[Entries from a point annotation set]
########
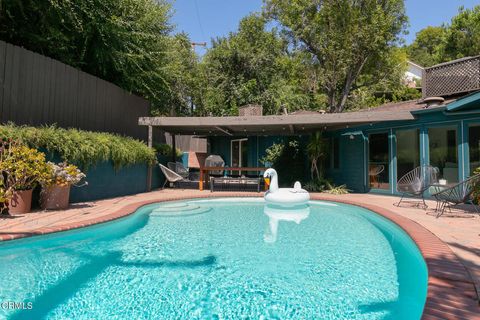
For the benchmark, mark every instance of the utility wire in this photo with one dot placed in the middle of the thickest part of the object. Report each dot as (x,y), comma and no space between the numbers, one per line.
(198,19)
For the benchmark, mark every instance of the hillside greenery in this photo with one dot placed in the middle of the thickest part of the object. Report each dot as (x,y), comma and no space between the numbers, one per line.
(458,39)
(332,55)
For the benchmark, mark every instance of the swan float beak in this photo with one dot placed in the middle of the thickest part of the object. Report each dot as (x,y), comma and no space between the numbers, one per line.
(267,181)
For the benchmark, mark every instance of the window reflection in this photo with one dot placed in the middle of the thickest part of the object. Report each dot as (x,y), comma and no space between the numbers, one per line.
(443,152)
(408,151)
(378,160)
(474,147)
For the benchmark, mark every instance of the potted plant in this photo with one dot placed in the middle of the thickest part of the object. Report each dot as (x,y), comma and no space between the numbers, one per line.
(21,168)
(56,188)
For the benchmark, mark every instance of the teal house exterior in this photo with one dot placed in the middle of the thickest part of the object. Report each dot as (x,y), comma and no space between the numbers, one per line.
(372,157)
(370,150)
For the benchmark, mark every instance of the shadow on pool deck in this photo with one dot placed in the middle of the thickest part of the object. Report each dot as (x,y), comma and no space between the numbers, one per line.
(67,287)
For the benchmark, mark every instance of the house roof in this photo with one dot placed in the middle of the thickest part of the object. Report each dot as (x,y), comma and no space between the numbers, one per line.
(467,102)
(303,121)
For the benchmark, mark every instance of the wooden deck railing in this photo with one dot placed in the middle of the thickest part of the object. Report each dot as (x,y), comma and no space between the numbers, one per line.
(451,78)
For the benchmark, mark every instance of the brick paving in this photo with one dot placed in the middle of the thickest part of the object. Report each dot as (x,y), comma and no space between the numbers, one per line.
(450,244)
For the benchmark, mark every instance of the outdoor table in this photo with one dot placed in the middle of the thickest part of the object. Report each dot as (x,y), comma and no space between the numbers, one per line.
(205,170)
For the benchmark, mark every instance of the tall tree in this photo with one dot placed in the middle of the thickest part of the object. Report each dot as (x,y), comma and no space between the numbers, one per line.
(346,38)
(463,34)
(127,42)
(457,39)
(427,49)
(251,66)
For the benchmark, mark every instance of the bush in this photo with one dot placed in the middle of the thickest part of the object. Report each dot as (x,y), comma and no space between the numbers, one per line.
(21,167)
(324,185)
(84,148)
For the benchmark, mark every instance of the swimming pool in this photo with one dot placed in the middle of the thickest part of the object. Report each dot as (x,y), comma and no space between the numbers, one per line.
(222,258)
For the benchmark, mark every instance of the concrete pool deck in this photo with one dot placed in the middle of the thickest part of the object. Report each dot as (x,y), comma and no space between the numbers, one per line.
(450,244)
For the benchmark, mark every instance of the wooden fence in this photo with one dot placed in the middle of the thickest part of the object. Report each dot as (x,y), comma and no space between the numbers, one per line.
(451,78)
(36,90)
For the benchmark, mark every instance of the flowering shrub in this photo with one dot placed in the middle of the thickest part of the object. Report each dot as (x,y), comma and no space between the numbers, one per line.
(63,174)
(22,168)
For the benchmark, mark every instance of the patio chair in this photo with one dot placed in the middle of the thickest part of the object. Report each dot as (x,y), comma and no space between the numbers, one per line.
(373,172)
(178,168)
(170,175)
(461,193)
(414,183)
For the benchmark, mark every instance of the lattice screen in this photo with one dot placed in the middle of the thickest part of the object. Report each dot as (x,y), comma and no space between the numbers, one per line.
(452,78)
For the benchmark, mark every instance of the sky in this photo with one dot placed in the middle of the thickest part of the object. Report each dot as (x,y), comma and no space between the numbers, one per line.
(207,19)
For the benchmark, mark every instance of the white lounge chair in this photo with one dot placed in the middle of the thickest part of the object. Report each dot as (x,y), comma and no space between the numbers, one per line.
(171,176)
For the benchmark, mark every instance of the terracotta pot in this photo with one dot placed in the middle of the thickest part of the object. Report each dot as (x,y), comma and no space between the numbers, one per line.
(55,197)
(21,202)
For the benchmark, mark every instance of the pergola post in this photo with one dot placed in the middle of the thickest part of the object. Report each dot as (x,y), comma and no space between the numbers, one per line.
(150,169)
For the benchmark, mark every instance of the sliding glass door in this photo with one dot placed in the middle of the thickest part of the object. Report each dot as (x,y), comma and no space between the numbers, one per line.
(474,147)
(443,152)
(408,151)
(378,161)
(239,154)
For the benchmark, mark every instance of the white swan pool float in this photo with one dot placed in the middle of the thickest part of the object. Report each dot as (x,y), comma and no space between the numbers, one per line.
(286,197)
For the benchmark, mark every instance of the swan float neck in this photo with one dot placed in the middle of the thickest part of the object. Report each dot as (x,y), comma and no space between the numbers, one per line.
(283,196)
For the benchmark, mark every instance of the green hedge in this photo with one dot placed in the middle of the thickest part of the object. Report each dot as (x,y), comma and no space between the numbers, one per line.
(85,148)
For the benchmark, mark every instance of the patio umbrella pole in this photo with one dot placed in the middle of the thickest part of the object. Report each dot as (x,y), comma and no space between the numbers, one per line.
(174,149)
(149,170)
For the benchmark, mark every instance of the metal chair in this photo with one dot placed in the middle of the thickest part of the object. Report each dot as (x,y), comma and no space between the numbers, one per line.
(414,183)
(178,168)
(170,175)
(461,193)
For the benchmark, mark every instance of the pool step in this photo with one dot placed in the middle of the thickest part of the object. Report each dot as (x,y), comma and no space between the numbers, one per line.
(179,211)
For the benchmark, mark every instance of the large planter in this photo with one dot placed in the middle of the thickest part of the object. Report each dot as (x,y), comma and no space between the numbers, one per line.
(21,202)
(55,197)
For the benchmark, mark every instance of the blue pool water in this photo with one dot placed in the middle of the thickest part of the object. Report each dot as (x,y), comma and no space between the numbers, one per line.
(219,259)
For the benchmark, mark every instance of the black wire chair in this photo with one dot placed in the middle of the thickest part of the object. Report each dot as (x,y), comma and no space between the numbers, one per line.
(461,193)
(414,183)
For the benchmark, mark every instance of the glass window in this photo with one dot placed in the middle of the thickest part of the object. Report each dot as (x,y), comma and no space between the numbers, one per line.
########
## Exercise details
From the "For the benchmark, mark every instance of the pool" line to the close of the listing, restate each line word for word.

## Solved problem
For the benchmark, mark every instance of the pool step in this photo with one dot placed in the middle of the thickest part of the object. Report each dot as (x,y), comma and no space between the numbers, one per line.
(179,211)
For the benchmark, mark every instance of the large planter in this photo with one dot placed in the middle of the thickest part of the object. Report each dot as (x,y), comma and no space between the numbers, one per line.
(21,202)
(55,197)
For the benchmark, mark every instance of the blue pool water in this photo with one dot placed in the middle of the thickest part of the object. Report each dot as (x,y), comma and no space between the numbers, one per line.
(219,259)
For the benchmark, mark every instance of the black wire chair in this photo with one dot placed in the middle of the thickest part of the object. Report each dot as (x,y), comma and no space between the numbers, one per line.
(461,193)
(414,183)
For the benchmark, mark every instance of the glass window in this photo with one dot placed in the middle of the thickest part of the object. Report each dot as (x,y), comma and no space between the numbers, one per line.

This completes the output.